- _DATA EXCERPTS_
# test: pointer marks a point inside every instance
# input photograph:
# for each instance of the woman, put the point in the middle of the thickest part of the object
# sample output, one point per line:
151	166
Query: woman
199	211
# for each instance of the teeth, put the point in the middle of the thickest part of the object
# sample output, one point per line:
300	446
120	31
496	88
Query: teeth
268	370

- _PROBLEM DESCRIPTION_
Retype exactly the lines from the one containing "# for each instance of the woman, put" through the last line of the records above, including both.

- _SOLUTION BELOW_
# for each instance of the woman, put the point in the middle of the thickest part of the object
# sample output, one point per line:
151	166
Query: woman
199	211
# for each instance of the teeth, put the point in the middle of the thickest part of the object
# sample output, one point per line:
300	446
120	31
496	88
Query: teeth
268	370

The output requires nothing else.